(EXTRACTED TEXT)

When approaching what to do with this song, my original thought was to give it the “boom-chikka-boom” Johnny Cash treatment – kind of in keeping with King of America, yet still different from the Costello version.

However Steve heard it differently and suggested we try a “Bruce Springsteen Streets of Philadelphia” era-approach. That was a brilliant idea – one that would not have occurred to me – and it really works. It has become one of our favourite tracks on the album.

On the new EP, you’ve chosen to cover Indoor Fireworks, which is also from the King of America album. It’s one of my favourite Costello songs. What can you tell me about your version? You’ve slowed it down and made it a smouldering, piano-led ballad. Hasn’t Lou done a solo version of the song before?

MWK: Yes – this song had been in Lou’s solo repertoire for years, performed simply, with just piano and voice. She also recorded it on her solo album, Calmer, back in the late ‘90s.

Once we started on this Country Darkness project, and adapted our live shows to include a “Costello song segment” – it just made sense to do this song again and make it into a duet. It has since become a firm audience favourite, so we just had to include it on Vol. 3 and the album. We decided to keep it simple and record it just as we have been doing it live – two voices and Lou at the piano. So, this is the only track Steve does not appear on.

(End EXTRACTED TEXT)
(MATERIAL SHOWN)

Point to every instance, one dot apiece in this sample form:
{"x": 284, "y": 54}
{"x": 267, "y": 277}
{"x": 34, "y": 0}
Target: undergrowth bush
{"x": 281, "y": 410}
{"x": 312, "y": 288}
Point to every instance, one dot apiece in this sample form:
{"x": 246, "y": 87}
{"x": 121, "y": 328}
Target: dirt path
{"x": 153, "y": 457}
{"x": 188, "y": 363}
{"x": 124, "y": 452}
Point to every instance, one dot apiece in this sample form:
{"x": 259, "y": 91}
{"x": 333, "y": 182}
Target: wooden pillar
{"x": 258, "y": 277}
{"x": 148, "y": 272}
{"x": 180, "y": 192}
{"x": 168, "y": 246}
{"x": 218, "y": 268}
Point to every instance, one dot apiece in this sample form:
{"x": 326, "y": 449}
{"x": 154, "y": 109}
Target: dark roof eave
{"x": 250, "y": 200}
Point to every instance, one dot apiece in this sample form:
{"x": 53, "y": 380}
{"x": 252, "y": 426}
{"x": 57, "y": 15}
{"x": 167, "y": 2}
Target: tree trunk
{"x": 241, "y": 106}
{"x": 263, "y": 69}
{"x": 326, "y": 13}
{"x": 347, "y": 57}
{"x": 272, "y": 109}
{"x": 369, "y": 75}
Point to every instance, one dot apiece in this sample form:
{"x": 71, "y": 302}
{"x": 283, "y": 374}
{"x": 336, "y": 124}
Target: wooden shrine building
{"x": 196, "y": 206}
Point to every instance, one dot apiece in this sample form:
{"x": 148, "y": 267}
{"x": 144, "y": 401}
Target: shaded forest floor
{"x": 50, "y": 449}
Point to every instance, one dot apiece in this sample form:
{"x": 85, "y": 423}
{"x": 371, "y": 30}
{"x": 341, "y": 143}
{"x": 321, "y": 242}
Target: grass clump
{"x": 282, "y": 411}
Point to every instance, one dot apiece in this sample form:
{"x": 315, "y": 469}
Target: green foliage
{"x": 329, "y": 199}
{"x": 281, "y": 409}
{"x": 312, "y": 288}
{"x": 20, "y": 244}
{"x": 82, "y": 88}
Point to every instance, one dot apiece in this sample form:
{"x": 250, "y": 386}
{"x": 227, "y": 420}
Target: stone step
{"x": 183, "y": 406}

(End MATERIAL SHOWN)

Copy out the part of the interview above starting at "However Steve heard" and ending at "the song before?".

However Steve heard it differently and suggested we try a “Bruce Springsteen Streets of Philadelphia” era-approach. That was a brilliant idea – one that would not have occurred to me – and it really works. It has become one of our favourite tracks on the album.

On the new EP, you’ve chosen to cover Indoor Fireworks, which is also from the King of America album. It’s one of my favourite Costello songs. What can you tell me about your version? You’ve slowed it down and made it a smouldering, piano-led ballad. Hasn’t Lou done a solo version of the song before?